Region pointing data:
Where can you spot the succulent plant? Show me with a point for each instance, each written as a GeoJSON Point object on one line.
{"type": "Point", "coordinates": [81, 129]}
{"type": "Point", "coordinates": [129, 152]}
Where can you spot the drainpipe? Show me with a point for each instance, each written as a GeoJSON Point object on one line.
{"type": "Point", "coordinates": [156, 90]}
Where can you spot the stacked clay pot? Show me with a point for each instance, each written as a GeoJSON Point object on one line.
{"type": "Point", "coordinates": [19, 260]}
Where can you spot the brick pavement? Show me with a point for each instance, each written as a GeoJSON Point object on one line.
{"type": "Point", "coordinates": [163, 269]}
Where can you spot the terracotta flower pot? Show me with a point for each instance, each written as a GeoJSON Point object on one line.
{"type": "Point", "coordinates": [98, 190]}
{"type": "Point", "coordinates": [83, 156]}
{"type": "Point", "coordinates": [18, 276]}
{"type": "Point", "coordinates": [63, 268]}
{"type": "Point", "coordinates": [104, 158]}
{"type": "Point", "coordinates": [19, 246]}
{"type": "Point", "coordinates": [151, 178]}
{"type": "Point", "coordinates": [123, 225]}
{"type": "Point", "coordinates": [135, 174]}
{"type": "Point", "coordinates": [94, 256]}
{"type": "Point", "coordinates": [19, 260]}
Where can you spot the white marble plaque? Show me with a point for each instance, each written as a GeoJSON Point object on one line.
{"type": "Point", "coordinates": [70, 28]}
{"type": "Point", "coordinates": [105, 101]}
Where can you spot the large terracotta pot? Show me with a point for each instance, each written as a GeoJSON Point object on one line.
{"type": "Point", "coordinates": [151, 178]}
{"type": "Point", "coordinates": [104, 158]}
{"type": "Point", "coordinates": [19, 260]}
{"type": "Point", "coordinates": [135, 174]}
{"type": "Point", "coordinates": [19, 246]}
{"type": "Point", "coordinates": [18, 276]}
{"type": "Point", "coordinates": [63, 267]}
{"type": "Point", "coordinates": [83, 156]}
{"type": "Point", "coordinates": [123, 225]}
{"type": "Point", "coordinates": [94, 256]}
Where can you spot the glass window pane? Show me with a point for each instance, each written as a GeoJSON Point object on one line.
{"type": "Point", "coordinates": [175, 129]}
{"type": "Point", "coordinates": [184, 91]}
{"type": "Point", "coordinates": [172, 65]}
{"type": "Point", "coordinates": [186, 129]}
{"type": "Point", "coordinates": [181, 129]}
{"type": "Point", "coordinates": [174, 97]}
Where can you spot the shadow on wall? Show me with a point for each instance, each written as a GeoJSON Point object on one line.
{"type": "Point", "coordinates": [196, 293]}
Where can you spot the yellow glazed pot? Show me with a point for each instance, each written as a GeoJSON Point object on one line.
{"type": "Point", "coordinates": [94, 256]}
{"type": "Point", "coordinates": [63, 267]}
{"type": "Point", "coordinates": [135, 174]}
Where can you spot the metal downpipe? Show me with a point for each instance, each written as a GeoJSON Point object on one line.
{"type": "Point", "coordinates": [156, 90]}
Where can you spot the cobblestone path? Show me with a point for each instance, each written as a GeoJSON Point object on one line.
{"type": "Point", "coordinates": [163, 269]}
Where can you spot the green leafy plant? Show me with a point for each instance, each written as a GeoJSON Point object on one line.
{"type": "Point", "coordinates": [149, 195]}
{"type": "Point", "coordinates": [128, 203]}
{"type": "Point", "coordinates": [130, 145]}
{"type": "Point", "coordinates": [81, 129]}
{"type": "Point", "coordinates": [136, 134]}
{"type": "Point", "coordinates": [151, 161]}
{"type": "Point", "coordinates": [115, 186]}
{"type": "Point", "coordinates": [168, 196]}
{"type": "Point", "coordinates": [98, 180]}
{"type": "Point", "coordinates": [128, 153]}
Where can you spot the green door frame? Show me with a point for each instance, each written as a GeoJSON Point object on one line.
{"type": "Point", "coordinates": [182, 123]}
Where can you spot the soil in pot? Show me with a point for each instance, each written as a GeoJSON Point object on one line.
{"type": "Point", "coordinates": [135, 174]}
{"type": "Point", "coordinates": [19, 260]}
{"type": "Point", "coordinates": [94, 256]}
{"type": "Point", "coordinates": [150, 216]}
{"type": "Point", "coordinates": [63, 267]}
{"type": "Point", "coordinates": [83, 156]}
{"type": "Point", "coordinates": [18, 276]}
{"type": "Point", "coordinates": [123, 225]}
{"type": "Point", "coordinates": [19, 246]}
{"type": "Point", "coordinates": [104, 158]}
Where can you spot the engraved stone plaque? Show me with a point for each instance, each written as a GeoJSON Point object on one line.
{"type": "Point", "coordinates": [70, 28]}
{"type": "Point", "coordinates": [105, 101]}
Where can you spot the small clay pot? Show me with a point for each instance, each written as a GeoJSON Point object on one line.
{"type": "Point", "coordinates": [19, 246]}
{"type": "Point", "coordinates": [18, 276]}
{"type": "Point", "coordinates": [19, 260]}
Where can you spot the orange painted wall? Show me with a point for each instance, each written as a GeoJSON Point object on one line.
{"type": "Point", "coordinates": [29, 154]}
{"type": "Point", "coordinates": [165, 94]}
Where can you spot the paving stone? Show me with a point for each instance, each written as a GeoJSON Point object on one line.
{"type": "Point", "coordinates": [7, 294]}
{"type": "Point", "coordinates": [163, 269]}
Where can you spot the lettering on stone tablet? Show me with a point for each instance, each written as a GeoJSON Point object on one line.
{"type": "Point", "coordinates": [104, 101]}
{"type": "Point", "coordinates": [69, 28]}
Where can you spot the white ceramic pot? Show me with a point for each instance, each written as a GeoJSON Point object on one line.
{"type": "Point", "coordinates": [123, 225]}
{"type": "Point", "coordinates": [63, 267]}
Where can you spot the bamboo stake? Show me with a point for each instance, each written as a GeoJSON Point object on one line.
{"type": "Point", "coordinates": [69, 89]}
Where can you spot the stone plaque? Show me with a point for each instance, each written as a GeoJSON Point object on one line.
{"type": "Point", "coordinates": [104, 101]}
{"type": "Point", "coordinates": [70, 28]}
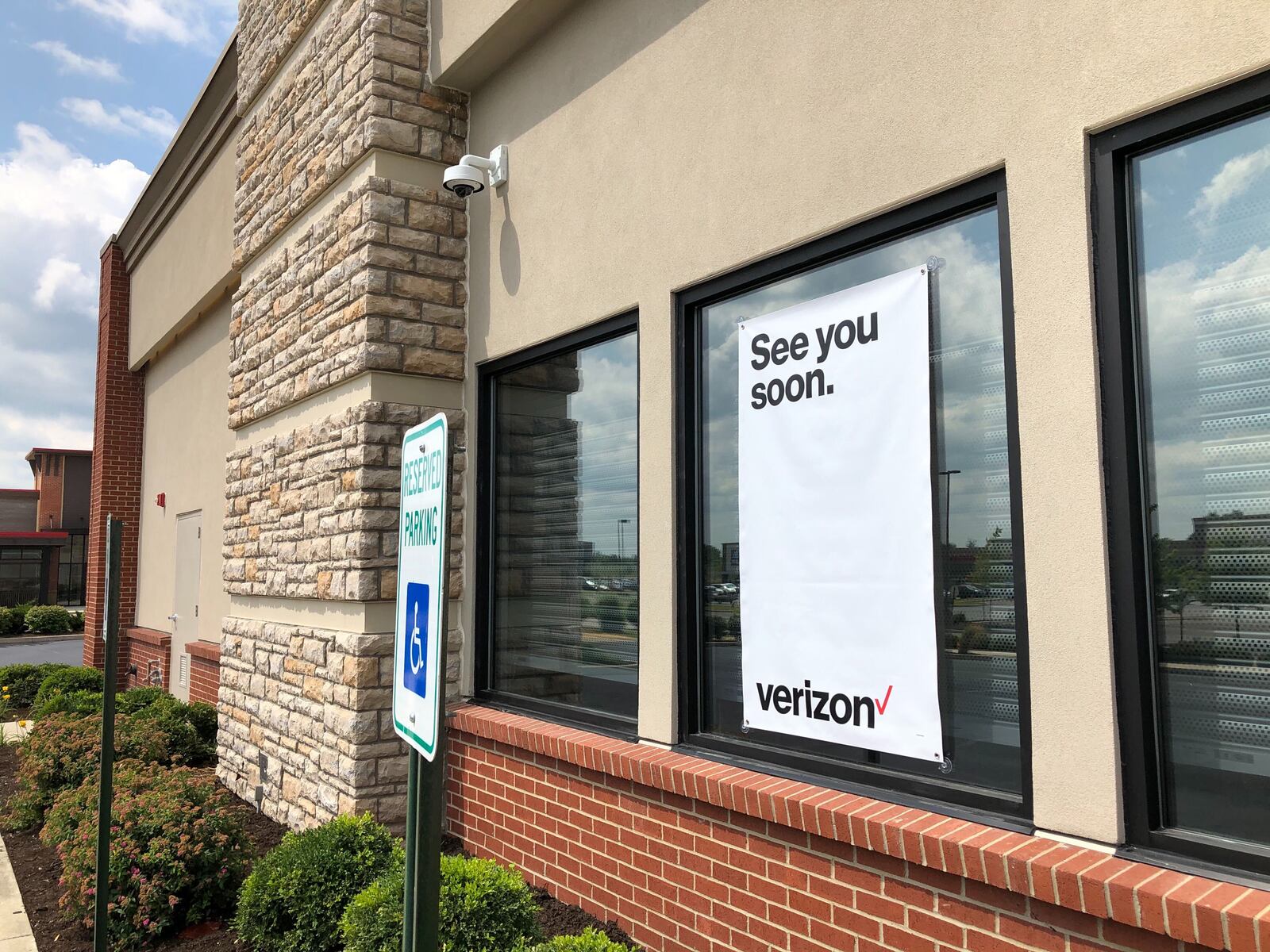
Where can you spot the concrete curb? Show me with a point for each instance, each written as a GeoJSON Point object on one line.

**Task prompt**: When copying the data above, repeat every word exactly and drop the pictures.

**Exercise result**:
Where can you spot the succulent plant? Show me with a point for each instance, each written as a GeoJSON Point object on one line.
{"type": "Point", "coordinates": [81, 129]}
{"type": "Point", "coordinates": [129, 152]}
Where can you spot the drainpipe? Show me with a point for each instance, each written as a GeoJSON Point object on one line.
{"type": "Point", "coordinates": [156, 90]}
Where can you spot the stacked clay pot? Show me with a point for each instance, each written as a GeoJSON Point object on one line.
{"type": "Point", "coordinates": [19, 260]}
Where can you spot the brick pavement? Show me with a point for each instance, each written as a GeoJSON Point object on one line.
{"type": "Point", "coordinates": [163, 269]}
Where can you spot the terracotta flower pot? Show me with a point for each instance, each written as a GeoJSON Point object on one line.
{"type": "Point", "coordinates": [98, 190]}
{"type": "Point", "coordinates": [83, 156]}
{"type": "Point", "coordinates": [18, 276]}
{"type": "Point", "coordinates": [63, 268]}
{"type": "Point", "coordinates": [104, 158]}
{"type": "Point", "coordinates": [19, 246]}
{"type": "Point", "coordinates": [151, 178]}
{"type": "Point", "coordinates": [123, 225]}
{"type": "Point", "coordinates": [135, 174]}
{"type": "Point", "coordinates": [94, 256]}
{"type": "Point", "coordinates": [19, 260]}
Where can you spot the white marble plaque? Show me with a point for each instance, each written as a GeoJSON Point object on one line.
{"type": "Point", "coordinates": [70, 28]}
{"type": "Point", "coordinates": [105, 101]}
Where can you spot the large terracotta pot? Show me with a point for each instance, each written as a GeoJSON Point object on one line.
{"type": "Point", "coordinates": [151, 178]}
{"type": "Point", "coordinates": [104, 158]}
{"type": "Point", "coordinates": [19, 260]}
{"type": "Point", "coordinates": [135, 174]}
{"type": "Point", "coordinates": [19, 246]}
{"type": "Point", "coordinates": [18, 276]}
{"type": "Point", "coordinates": [63, 267]}
{"type": "Point", "coordinates": [83, 156]}
{"type": "Point", "coordinates": [123, 225]}
{"type": "Point", "coordinates": [94, 256]}
Where can you spot the glass window pane? Show me with a point for each instance, each written as a GeoJSON Point object on one line.
{"type": "Point", "coordinates": [175, 129]}
{"type": "Point", "coordinates": [184, 91]}
{"type": "Point", "coordinates": [172, 65]}
{"type": "Point", "coordinates": [186, 129]}
{"type": "Point", "coordinates": [181, 129]}
{"type": "Point", "coordinates": [174, 97]}
Where can you spot the shadow on wall? Show me with a point for each instance, each written as a GeoJSON Point object on one line.
{"type": "Point", "coordinates": [196, 293]}
Where can you spot the yellow glazed pot? Show me with a point for each instance, each written as a GeoJSON Point object on one line.
{"type": "Point", "coordinates": [94, 256]}
{"type": "Point", "coordinates": [63, 267]}
{"type": "Point", "coordinates": [135, 174]}
Where can you spot the metal downpipe? Show me with a point for each instance, each written as a GeoJSON Point object on one line.
{"type": "Point", "coordinates": [156, 90]}
Where can you spot the cobblestone path? Show me with a point for each instance, each written as a GeoJSON Point object on one line.
{"type": "Point", "coordinates": [163, 269]}
Where can you spot the green leafy plant? Show me with a point for each instance, each written as a GeoJSON Point object on one line.
{"type": "Point", "coordinates": [149, 195]}
{"type": "Point", "coordinates": [128, 203]}
{"type": "Point", "coordinates": [130, 145]}
{"type": "Point", "coordinates": [81, 129]}
{"type": "Point", "coordinates": [136, 134]}
{"type": "Point", "coordinates": [151, 161]}
{"type": "Point", "coordinates": [115, 186]}
{"type": "Point", "coordinates": [168, 196]}
{"type": "Point", "coordinates": [98, 180]}
{"type": "Point", "coordinates": [128, 153]}
Where can you spot the green door frame? Show me with a point for each instance, each written as a GeoJSON Point object on one line.
{"type": "Point", "coordinates": [182, 123]}
Where can you spot the soil in pot? Show me with a point for each instance, each written as a GeoJSON Point object on one line.
{"type": "Point", "coordinates": [135, 174]}
{"type": "Point", "coordinates": [19, 260]}
{"type": "Point", "coordinates": [94, 256]}
{"type": "Point", "coordinates": [150, 216]}
{"type": "Point", "coordinates": [63, 267]}
{"type": "Point", "coordinates": [83, 156]}
{"type": "Point", "coordinates": [18, 276]}
{"type": "Point", "coordinates": [123, 225]}
{"type": "Point", "coordinates": [19, 246]}
{"type": "Point", "coordinates": [104, 158]}
Where can you spot the engraved stone plaque? Show me with a point for each instance, each written as a GeoJSON Point object on one line.
{"type": "Point", "coordinates": [70, 28]}
{"type": "Point", "coordinates": [105, 101]}
Where can you spot the small clay pot? Show me with a point for each instance, each written as a GeoJSON Point object on one line.
{"type": "Point", "coordinates": [19, 246]}
{"type": "Point", "coordinates": [18, 276]}
{"type": "Point", "coordinates": [19, 260]}
Where can you spot the orange painted wall? Show me with a point for each instance, each written as a GeoJSON Point object on one line.
{"type": "Point", "coordinates": [29, 154]}
{"type": "Point", "coordinates": [165, 94]}
Where can you spot the paving stone? Show me with a point for each instance, each written as a GeoJSON Point object on one line.
{"type": "Point", "coordinates": [7, 294]}
{"type": "Point", "coordinates": [163, 269]}
Where can you spot the lettering on stone tablet? Show me with a point for each instance, each written as a GeoJSON Point object on one line.
{"type": "Point", "coordinates": [104, 101]}
{"type": "Point", "coordinates": [69, 28]}
Where can you spot the white ceramic pot? Show me with a point for each instance, each written as a GeoJSON Point object on one line.
{"type": "Point", "coordinates": [123, 225]}
{"type": "Point", "coordinates": [63, 267]}
Where can you spot the bamboo stake? Show me with a point for each instance, each written as a GeoJSON Point object on one line.
{"type": "Point", "coordinates": [69, 89]}
Where can you spot the stone plaque? Show me with a point for each instance, each written as a GeoJSON Point object on one line.
{"type": "Point", "coordinates": [104, 101]}
{"type": "Point", "coordinates": [70, 28]}
Where can you spot the concrete curb? Show me with a point for each instance, each written as a GeoJSON Point object on one line.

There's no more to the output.